■ **EXTRACT**:
★ ★ ★ ★ ★

Schüttlöcher (Rockefellerstraße)
Angelika Loderer
2024
auf Anfrage zugänglich
Grund- und Mittelschule an der Rockefellerstraße 11, 80937 München
Schüttloch 1 (Rockefellerstraße): Bronze, gebürstet, 150 l x 143 h x 120 t cm / Schüttloch 2 (Rockefellerstraße): Bronze, gebürstet, 228 l x 100 h x 120 t cm / Schüttloch 3 (Rockefellerstraße): Bronze, gebürstet, 210 l x 130 h x 105 t cm
Architecture: Krug Grossmann Architekten, München
Landscape architecture: Hackl Hofmann Landschaftsarchitekten, Eichstätt
Photos: Studio Olaf Becker & Ulrich Gebert
Text: Ursula Pokorny
Within the context of an art in public space project, Austrian artist Angelika Loderer has designed three new sculptures for the inner courtyard of the primary and secondary school on Rockefellerstrasse. The bronze sculptures, which are part of “the Schüttlöcher” (‘debris holes’) series, recall the ‘towns’—vast underground burrows—of North American prairie dogs. The works explore the coexistence of humans and other living creatures, both above and below ground.
For “Schüttlöcher”, the artist makes casts of abandoned underground burrows, or dwellings, using a classic sculpture technique that is also used in industry to render the organic structures of the burrows tangible. By recreating the hollow pathways in bronze, the artist reverses their physical state: as a positive impression, they are solid and rigid. “Schüttlöcher” represent fragments of a parallel underworld hidden from human view. In the school’s courtyard, however, these subterranean burrows protrude from tree clusters as material objects.

★ ★ ★ ★ ★

Extracted data entries:
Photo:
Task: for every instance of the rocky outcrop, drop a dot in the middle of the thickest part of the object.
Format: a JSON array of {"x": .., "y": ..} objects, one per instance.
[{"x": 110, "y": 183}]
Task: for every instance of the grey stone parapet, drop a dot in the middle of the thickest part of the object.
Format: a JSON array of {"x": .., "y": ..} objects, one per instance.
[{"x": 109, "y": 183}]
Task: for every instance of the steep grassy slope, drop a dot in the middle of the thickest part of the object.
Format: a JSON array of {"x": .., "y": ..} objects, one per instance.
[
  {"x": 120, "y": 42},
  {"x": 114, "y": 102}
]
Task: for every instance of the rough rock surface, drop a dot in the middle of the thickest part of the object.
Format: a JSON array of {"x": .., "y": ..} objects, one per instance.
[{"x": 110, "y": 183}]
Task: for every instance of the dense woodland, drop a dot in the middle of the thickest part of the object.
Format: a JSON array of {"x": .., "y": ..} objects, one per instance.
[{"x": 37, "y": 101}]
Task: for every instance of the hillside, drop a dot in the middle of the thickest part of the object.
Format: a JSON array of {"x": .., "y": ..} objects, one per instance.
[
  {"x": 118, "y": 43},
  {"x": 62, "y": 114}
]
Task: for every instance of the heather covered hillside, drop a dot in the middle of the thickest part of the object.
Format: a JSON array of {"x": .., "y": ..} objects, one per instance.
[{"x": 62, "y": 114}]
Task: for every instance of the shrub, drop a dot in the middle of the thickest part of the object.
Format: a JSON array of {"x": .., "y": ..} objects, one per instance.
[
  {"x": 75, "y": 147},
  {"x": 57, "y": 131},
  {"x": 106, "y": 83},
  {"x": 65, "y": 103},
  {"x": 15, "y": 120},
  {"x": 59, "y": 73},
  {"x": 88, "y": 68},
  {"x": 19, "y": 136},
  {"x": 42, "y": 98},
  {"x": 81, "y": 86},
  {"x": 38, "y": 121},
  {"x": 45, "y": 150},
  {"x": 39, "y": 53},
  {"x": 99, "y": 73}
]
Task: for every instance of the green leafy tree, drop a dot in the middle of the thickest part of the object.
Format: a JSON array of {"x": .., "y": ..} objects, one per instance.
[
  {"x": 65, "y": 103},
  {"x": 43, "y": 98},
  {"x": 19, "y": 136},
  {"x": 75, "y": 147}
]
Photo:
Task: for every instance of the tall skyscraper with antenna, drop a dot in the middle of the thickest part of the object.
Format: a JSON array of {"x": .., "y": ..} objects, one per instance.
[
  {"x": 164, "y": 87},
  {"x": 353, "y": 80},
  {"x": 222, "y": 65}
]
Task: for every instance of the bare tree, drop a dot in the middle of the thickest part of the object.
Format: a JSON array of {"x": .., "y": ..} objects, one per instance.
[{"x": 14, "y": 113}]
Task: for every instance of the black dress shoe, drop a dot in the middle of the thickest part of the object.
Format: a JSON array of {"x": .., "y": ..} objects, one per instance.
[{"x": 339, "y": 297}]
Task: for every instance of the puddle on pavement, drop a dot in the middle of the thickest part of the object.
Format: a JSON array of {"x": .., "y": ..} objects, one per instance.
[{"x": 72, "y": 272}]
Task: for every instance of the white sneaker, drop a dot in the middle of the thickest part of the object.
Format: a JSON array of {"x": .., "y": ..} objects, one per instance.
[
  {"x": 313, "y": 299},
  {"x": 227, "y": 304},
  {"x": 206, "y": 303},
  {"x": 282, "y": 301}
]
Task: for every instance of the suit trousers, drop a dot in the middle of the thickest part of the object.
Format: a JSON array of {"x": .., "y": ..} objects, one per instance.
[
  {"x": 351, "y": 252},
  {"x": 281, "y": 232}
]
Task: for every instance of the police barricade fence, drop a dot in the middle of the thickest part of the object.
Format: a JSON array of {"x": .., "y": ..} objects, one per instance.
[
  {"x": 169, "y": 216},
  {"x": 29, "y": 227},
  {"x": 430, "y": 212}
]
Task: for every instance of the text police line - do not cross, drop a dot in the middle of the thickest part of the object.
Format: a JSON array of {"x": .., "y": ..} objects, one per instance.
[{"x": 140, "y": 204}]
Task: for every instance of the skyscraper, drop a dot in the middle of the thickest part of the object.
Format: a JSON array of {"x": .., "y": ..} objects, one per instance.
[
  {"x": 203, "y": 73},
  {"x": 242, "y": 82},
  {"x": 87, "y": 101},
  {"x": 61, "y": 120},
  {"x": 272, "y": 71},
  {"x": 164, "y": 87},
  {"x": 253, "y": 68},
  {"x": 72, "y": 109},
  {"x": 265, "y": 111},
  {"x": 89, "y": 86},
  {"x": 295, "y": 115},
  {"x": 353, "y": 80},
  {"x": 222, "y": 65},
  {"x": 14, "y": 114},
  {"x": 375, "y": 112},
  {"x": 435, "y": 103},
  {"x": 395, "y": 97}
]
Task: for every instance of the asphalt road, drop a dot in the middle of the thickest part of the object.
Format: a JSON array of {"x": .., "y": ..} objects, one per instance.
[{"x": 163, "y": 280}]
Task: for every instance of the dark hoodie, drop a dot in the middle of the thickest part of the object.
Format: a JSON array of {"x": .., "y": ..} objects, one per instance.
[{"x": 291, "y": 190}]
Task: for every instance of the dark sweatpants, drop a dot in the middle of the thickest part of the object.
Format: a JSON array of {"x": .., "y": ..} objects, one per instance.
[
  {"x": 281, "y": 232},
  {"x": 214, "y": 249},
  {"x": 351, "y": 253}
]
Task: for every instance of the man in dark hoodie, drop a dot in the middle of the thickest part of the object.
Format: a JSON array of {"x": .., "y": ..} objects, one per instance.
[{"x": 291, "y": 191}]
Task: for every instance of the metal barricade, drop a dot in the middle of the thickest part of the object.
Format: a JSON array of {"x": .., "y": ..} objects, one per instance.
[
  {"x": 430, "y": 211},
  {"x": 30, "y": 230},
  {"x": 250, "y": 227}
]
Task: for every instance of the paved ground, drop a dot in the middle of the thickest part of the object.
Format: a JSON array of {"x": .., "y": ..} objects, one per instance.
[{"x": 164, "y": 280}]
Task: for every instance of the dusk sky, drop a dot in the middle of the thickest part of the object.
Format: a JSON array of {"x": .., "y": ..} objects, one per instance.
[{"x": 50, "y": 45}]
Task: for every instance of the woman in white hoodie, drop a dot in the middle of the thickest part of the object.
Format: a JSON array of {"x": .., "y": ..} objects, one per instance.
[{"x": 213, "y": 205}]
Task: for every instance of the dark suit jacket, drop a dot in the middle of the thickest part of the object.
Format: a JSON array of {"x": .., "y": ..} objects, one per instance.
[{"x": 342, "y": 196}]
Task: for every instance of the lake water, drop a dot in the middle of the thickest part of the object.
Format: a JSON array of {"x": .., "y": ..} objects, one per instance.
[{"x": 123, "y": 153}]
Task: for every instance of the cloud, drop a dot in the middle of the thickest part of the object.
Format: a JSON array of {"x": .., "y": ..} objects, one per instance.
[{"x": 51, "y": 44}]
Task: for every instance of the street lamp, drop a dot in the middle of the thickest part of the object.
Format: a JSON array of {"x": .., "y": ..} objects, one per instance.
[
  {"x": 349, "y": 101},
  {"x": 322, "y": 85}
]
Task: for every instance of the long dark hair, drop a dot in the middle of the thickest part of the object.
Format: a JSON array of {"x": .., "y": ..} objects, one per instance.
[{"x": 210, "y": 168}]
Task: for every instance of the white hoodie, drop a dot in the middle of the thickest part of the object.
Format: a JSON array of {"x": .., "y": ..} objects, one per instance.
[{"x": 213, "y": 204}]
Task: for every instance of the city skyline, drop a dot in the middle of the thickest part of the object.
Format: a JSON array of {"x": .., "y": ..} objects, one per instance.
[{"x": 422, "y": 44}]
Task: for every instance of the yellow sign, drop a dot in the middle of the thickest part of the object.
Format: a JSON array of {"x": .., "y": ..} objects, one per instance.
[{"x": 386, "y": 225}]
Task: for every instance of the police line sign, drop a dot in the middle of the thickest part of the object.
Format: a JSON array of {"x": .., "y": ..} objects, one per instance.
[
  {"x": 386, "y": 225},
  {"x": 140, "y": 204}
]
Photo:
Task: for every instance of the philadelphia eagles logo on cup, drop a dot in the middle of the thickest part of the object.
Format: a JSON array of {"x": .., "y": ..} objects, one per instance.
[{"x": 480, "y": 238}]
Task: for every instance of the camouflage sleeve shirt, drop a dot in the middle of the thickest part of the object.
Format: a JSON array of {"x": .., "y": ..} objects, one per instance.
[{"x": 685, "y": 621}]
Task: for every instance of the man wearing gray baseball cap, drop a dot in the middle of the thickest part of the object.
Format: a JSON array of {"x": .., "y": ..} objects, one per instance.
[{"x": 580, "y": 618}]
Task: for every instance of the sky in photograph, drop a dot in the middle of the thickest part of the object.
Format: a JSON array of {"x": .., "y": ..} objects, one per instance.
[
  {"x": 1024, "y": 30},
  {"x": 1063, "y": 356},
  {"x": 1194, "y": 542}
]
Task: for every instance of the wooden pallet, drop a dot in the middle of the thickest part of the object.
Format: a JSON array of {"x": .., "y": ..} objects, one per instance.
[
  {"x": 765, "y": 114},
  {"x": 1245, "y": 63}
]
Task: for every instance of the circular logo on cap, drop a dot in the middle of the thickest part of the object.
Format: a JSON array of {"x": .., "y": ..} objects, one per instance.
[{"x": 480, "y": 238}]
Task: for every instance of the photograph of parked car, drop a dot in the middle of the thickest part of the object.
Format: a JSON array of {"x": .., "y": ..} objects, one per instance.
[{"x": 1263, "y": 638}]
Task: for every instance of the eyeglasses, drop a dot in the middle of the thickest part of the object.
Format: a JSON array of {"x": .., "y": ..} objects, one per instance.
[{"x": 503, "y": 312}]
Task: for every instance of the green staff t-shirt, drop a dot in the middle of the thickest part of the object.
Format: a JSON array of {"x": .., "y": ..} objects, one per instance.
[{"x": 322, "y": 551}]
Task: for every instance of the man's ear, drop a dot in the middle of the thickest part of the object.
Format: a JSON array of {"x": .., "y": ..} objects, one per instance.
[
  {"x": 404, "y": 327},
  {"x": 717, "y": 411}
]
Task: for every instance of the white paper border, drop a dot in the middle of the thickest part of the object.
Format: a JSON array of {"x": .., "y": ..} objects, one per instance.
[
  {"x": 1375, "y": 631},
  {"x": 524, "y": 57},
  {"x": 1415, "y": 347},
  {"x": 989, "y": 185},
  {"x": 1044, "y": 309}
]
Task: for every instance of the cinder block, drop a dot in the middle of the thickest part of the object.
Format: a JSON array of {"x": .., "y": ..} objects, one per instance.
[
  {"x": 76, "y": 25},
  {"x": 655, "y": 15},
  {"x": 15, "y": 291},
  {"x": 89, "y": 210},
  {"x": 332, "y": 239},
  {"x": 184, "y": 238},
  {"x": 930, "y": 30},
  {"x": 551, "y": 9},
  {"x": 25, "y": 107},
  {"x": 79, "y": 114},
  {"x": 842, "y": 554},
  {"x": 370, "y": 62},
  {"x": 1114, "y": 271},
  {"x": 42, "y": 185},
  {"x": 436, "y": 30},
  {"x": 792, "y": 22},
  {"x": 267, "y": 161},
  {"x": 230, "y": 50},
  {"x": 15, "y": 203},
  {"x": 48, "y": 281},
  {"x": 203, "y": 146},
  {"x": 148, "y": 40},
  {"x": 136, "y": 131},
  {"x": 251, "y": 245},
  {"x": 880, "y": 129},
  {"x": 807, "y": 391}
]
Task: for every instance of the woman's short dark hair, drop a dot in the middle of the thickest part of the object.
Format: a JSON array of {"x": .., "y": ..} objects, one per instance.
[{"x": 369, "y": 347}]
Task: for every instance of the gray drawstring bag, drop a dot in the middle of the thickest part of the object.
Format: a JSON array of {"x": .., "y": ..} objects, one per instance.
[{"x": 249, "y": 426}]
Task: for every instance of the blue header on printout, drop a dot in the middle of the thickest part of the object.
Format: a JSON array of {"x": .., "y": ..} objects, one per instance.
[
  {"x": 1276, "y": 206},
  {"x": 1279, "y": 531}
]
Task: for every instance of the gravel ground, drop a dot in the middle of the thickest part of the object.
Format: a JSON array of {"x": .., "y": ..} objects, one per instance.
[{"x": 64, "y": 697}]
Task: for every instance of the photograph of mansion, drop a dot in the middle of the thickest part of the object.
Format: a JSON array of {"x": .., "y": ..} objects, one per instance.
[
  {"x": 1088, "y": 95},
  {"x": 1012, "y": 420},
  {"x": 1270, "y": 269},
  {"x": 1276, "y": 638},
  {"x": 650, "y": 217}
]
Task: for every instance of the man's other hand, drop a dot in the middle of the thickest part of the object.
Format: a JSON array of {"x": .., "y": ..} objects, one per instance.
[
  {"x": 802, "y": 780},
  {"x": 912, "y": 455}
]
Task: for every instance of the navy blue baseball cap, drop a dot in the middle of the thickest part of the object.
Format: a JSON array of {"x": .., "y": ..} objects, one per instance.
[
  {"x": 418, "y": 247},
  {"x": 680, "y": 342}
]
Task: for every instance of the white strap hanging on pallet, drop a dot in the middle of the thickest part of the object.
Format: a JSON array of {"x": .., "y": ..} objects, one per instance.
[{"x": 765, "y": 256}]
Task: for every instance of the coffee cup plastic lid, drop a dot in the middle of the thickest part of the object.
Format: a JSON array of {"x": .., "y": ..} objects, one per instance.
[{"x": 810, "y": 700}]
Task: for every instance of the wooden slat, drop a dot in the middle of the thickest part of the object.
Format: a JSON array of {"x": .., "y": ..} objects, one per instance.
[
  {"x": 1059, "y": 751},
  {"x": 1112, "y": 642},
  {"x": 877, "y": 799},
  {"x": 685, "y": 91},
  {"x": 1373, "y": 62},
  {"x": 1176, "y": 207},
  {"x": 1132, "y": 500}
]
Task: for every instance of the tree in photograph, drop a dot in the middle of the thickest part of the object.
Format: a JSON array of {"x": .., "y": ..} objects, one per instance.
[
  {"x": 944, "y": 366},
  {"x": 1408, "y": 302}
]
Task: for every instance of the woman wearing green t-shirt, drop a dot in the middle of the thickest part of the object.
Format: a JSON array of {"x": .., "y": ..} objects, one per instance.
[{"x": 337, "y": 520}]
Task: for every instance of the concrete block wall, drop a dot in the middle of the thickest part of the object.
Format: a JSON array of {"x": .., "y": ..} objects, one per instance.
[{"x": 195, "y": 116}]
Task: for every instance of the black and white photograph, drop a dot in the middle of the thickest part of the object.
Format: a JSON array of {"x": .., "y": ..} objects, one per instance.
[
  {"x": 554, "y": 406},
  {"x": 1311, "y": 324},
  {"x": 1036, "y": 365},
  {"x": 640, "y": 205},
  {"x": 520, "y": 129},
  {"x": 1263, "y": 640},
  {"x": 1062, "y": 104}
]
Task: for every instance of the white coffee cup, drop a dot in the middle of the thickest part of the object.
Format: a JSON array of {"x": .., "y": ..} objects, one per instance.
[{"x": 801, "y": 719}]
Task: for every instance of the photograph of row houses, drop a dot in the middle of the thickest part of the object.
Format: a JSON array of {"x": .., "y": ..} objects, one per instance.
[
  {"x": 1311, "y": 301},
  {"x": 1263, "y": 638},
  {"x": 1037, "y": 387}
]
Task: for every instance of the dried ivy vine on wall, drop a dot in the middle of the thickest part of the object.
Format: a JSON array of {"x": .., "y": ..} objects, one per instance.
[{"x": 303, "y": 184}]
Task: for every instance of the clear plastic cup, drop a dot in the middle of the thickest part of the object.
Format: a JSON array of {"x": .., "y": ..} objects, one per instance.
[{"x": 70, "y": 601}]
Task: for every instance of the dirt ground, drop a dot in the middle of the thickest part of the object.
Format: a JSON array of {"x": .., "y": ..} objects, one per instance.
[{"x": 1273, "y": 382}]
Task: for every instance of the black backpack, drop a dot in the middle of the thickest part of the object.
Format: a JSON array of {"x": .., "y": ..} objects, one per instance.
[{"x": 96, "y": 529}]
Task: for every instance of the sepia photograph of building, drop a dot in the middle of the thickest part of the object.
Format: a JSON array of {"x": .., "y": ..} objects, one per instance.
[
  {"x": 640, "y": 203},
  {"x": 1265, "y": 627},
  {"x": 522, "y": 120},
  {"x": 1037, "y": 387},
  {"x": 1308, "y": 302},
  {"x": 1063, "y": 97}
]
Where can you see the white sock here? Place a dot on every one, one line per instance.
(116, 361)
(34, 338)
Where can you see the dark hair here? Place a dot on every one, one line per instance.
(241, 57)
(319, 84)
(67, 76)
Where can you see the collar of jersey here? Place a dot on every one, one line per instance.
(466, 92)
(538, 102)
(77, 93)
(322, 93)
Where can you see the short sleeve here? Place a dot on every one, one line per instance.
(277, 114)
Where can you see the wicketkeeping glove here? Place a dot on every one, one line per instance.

★ ★ ★ ★ ★

■ **DIRECTIONS**:
Copy out the full Schüttlöcher text above word for word, from its title line through the last sentence.

■ **COMPLETED EXERCISE**:
Schüttlöcher (Rockefellerstraße)
Angelika Loderer
2024
auf Anfrage zugänglich
Grund- und Mittelschule an der Rockefellerstraße 11, 80937 München
Schüttloch 1 (Rockefellerstraße): Bronze, gebürstet, 150 l x 143 h x 120 t cm / Schüttloch 2 (Rockefellerstraße): Bronze, gebürstet, 228 l x 100 h x 120 t cm / Schüttloch 3 (Rockefellerstraße): Bronze, gebürstet, 210 l x 130 h x 105 t cm
Architecture: Krug Grossmann Architekten, München
Landscape architecture: Hackl Hofmann Landschaftsarchitekten, Eichstätt
Photos: Studio Olaf Becker & Ulrich Gebert
Text: Ursula Pokorny
Within the context of an art in public space project, Austrian artist Angelika Loderer has designed three new sculptures for the inner courtyard of the primary and secondary school on Rockefellerstrasse. The bronze sculptures, which are part of “the Schüttlöcher” (‘debris holes’) series, recall the ‘towns’—vast underground burrows—of North American prairie dogs. The works explore the coexistence of humans and other living creatures, both above and below ground.
For “Schüttlöcher”, the artist makes casts of abandoned underground burrows, or dwellings, using a classic sculpture technique that is also used in industry to render the organic structures of the burrows tangible. By recreating the hollow pathways in bronze, the artist reverses their physical state: as a positive impression, they are solid and rigid. “Schüttlöcher” represent fragments of a parallel underworld hidden from human view. In the school’s courtyard, however, these subterranean burrows protrude from tree clusters as material objects.